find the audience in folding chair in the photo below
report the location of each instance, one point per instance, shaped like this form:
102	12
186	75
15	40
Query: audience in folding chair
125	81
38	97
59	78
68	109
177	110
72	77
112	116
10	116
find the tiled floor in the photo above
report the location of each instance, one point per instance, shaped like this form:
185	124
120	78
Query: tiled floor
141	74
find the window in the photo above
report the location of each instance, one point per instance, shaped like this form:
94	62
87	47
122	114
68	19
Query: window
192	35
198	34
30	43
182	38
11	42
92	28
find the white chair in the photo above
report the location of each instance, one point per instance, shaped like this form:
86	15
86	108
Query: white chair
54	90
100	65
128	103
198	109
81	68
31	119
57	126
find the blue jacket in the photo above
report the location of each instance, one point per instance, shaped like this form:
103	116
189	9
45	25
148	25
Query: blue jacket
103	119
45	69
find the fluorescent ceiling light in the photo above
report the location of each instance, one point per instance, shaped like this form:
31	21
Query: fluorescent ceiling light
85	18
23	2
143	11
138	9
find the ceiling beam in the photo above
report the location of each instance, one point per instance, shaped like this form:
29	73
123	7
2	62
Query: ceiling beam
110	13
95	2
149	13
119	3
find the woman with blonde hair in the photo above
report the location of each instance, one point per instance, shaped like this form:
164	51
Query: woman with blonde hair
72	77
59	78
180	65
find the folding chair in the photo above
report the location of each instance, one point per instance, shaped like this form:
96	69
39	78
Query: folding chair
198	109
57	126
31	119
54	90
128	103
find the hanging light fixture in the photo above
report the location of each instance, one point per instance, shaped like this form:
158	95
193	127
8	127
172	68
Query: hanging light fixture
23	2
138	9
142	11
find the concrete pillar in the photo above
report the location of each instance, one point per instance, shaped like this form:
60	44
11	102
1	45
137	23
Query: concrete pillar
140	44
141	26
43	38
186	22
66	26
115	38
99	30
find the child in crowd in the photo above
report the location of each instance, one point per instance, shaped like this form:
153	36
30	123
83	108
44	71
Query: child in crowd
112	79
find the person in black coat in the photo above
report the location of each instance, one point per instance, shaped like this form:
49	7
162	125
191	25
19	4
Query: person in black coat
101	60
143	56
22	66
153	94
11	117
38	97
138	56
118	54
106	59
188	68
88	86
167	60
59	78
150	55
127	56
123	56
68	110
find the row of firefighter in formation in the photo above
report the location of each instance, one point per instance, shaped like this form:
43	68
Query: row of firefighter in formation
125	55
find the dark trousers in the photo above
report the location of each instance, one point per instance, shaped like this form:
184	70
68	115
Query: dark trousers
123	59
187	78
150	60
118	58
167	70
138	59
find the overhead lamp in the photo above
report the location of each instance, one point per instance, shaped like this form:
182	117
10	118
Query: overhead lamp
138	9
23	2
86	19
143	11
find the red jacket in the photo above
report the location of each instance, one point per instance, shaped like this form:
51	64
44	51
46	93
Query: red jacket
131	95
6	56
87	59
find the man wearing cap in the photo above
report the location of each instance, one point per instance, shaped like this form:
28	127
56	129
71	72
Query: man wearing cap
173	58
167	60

++++

What is required:
Provide an exact reproduction of all the entries shown above.

Response for this exercise:
find the audience in folding chair in the photo below
report the location of each instance, one point per instance, shaped like this form:
102	12
186	75
15	40
Query: audience in folding chair
125	81
38	97
59	78
68	109
177	110
72	77
112	116
10	116
find the tiled floor in the photo above
report the location of each instance, one point per instance, shaped like this form:
185	124
120	78
Query: tiled floor
141	74
find the window in the photo above
report the location of each instance, one point per instance, shaped like this form:
94	62
87	47
122	114
68	19
Query: window
192	35
198	34
30	43
182	38
11	42
92	28
find the white chair in the photo above
report the location of each instance, one point per instance, shaped like this form:
86	15
86	108
Query: white chair
54	90
100	65
128	103
198	109
81	68
31	119
57	126
find the blue jacket in the photo above
report the location of each instance, one point per instance, shaped like this form:
103	116
189	9
45	25
148	25
Query: blue jacket
103	119
45	69
find the fluorescent ceiling light in the photo above
report the location of each instance, one point per instance, shaped like this form:
31	21
Query: fluorescent ceiling light
85	18
23	2
143	11
138	9
find the ceiling beam in the photo above
report the location of each instance, one point per instance, shaped like this form:
29	73
123	7
2	62
Query: ceiling beam
110	13
95	2
149	13
119	3
find the woman with blonde hair in the photo above
report the location of each instance, one point per instance, shaped like this form:
164	51
Query: woman with blonde hair
72	77
59	78
180	65
find the folding chair in the photo above
report the location of each instance, one point per instance, shaped like this form:
96	69
39	78
Query: folding chair
198	109
57	126
31	119
54	90
128	103
find the hanging light fixture in the photo above
report the location of each instance, one point per instance, shaped like this form:
158	95
193	127
8	127
172	68
Query: hanging light fixture
23	2
138	9
142	11
find the concrete pillar in the photo above
report the location of each instance, one point per instance, shaped like this form:
60	44
11	102
1	45
137	23
Query: concrete pillar
140	44
141	26
43	38
186	22
66	26
115	38
99	30
find the child in crowd in the photo above
report the location of each instance, one point per instance, shaped like this form:
153	36
30	123
83	108
44	71
Query: child in crowd
112	79
find the person in black coat in the photo above
report the location of each instance, one point per instance, shaped like this form:
49	7
162	125
191	25
19	4
Query: person in black coat
101	60
143	56
22	66
153	94
11	117
38	97
138	56
118	54
106	59
188	68
88	86
167	60
59	78
150	55
127	56
123	56
68	110
find the row of firefighter in formation in the photo above
report the location of each instance, one point per instance, shaped like this form:
43	68
Query: row of firefighter in formation
125	55
find the dark trousers in the photo above
report the location of each instance, one point per instance, shaped like this form:
184	70
68	115
Query: dark trousers
123	59
187	78
150	60
118	58
167	70
138	59
find the overhead lamp in the photo above
report the location of each instance, one point per instance, shaped like this form:
182	117
10	118
Query: overhead lamp
138	9
23	2
86	19
143	11
find the red jacket in the photo above
report the location of each instance, one point per instance, shaped like this form:
51	64
44	51
46	93
Query: red jacket
131	95
6	56
87	59
find the man wearing cap in the photo above
report the location of each instance, one point per instance, shaped like this form:
28	127
56	129
71	72
Query: man wearing cap
173	58
167	60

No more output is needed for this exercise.